* [Problem requirements]:
Write out every line below that contains "target".

Stored items from a collection
BEGIN

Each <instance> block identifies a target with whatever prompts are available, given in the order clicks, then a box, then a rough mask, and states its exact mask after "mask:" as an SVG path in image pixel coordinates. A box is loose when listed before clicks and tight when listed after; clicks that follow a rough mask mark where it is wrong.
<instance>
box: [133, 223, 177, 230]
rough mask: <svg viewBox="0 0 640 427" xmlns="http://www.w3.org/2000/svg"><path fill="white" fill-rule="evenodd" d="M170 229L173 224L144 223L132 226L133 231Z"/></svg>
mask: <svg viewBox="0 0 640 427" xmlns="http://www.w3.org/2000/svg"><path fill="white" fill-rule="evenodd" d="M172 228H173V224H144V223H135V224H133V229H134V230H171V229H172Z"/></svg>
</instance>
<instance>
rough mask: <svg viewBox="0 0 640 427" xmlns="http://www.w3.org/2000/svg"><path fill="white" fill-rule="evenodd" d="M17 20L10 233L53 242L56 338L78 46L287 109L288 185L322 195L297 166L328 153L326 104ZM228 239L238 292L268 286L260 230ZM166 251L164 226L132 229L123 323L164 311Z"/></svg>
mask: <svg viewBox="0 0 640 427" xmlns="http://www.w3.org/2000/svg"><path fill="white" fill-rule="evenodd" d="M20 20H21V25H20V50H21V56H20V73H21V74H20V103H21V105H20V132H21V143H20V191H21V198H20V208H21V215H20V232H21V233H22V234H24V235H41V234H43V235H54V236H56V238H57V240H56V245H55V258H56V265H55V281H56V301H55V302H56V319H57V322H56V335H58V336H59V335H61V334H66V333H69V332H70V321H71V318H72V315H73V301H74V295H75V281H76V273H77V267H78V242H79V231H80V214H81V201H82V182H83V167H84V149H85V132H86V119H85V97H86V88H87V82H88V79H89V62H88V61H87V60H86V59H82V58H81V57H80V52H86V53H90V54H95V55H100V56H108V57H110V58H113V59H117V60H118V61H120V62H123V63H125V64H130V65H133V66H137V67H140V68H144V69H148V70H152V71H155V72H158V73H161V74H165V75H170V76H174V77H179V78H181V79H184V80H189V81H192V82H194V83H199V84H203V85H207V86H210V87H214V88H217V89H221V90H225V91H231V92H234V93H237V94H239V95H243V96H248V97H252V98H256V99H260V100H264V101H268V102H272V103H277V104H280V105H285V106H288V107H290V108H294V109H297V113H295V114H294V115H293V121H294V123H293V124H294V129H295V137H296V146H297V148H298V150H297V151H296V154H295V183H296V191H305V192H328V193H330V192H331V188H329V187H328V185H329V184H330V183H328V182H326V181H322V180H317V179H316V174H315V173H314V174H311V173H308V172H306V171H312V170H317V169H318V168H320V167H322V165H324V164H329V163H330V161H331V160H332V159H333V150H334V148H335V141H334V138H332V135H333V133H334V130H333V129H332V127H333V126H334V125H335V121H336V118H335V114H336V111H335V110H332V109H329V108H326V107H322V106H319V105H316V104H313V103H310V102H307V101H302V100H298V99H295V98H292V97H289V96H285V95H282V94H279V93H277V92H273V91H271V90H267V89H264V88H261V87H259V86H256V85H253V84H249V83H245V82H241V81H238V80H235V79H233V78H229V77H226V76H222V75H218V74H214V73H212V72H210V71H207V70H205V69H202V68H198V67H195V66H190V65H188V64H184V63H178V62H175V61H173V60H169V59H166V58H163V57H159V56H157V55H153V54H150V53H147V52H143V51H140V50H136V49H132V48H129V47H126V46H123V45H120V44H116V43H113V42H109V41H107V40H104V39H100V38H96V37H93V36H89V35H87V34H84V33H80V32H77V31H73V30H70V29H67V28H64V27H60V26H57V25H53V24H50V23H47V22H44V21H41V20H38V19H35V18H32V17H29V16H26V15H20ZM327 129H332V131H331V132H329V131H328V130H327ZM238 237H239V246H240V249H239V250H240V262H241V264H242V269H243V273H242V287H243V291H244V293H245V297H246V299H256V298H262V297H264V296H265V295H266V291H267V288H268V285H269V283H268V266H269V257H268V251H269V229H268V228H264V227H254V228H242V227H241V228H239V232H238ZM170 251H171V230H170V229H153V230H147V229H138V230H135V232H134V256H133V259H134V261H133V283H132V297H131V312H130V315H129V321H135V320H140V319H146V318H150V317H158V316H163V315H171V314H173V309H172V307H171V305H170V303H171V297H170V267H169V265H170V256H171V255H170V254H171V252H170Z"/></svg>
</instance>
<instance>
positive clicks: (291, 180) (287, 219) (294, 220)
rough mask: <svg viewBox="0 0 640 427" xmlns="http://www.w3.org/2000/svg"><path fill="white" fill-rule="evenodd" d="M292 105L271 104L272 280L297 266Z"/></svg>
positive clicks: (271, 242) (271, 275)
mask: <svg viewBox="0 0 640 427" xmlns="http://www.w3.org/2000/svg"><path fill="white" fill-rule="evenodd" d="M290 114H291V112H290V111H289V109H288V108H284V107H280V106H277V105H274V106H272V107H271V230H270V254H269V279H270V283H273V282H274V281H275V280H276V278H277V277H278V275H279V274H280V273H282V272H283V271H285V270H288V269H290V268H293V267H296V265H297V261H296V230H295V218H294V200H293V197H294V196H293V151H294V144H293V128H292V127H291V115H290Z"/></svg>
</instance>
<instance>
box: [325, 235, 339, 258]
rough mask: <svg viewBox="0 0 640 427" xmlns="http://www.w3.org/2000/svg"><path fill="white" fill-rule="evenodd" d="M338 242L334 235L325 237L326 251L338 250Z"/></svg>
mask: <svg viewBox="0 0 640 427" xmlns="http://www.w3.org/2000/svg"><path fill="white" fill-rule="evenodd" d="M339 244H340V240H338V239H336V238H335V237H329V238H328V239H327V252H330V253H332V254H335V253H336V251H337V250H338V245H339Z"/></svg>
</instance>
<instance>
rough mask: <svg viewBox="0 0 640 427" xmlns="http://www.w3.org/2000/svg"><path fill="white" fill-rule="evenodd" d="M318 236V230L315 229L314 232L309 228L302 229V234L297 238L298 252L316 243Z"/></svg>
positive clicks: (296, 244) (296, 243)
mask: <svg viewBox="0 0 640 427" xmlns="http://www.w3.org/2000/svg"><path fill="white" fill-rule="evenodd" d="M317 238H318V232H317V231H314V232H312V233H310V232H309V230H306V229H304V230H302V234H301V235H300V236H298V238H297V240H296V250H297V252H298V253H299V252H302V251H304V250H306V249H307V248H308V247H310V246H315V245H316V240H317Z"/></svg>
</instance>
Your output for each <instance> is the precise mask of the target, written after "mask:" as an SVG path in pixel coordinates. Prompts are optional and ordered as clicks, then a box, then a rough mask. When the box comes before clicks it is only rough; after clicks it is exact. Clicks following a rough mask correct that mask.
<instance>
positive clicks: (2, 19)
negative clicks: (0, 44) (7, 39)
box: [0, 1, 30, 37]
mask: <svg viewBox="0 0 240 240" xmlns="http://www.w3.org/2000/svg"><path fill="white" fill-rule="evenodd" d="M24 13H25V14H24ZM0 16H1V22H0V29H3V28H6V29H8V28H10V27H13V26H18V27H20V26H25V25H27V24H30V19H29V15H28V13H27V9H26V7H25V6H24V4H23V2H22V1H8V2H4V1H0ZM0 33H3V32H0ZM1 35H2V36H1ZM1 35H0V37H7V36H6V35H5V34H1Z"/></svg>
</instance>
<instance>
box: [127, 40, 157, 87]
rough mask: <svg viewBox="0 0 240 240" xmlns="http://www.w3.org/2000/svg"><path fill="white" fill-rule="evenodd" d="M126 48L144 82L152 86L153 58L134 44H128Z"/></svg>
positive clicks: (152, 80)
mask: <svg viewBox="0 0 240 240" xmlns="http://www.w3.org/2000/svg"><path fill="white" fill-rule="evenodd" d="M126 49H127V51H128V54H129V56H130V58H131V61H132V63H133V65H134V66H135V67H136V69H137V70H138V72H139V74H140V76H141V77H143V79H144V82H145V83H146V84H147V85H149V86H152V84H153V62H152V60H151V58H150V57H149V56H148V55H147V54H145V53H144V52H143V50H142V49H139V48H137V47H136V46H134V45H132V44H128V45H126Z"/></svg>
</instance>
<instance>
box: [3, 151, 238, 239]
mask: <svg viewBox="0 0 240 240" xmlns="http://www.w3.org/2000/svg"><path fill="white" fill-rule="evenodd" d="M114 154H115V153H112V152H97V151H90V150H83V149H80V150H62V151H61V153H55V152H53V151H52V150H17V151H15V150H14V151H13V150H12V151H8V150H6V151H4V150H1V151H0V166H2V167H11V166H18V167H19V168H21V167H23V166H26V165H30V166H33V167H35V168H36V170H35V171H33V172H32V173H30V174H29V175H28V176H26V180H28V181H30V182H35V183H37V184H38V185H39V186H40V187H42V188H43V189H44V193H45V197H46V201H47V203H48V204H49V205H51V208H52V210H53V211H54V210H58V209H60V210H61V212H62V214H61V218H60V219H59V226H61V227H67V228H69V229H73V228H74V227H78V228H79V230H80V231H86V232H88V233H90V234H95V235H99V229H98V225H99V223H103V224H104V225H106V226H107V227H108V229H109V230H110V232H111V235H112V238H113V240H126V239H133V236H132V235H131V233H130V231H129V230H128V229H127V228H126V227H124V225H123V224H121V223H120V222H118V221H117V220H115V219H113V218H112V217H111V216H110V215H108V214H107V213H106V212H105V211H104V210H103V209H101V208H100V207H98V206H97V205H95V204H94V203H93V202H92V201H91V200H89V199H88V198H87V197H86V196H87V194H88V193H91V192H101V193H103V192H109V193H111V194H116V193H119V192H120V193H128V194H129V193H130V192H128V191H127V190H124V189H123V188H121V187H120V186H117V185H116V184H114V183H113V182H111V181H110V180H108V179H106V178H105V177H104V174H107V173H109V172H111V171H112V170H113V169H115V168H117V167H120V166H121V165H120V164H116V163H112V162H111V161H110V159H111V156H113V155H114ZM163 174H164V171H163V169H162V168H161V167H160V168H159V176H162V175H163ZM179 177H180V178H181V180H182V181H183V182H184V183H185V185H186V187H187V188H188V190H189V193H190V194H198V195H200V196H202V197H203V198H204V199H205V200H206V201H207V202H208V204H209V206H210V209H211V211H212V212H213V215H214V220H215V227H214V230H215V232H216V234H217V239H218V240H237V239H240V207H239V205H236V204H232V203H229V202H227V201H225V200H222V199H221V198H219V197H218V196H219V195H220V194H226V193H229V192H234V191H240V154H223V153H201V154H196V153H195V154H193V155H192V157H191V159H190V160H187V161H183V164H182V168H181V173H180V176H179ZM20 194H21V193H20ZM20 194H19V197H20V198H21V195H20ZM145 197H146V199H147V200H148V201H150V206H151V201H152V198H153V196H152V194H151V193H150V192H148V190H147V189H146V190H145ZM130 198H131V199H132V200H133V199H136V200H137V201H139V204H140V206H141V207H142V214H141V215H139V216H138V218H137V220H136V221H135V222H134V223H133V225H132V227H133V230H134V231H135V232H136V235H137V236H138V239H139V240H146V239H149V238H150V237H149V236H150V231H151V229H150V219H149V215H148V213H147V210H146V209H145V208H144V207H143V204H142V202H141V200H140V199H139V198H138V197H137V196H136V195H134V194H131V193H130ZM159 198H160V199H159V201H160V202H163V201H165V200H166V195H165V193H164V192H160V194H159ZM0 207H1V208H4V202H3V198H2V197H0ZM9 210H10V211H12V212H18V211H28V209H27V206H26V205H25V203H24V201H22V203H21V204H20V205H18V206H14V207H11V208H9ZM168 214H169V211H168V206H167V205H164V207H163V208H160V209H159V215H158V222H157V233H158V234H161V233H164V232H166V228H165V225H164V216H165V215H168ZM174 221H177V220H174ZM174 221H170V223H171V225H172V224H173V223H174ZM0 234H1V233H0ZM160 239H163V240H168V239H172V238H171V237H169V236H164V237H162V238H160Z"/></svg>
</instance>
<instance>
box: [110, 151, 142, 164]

END

* [Your response]:
Each <instance> block identifies a target with whatever prompts are available, given in the order clicks, then a box, then a rough mask, and states its exact mask after "mask:" as an SVG path in image pixel coordinates. A box is loose when listed before clicks and tight when listed after; clicks that follow a rough mask mark where it is wrong.
Your output for each <instance> is the precise mask of the target, written after "mask:" as an SVG path in pixel coordinates. Prompts are optional and ordered as clicks, then a box, then a rough mask. When the box comes before clicks it is only rough; after clicks it is exact. Clicks following a rough mask correct that mask.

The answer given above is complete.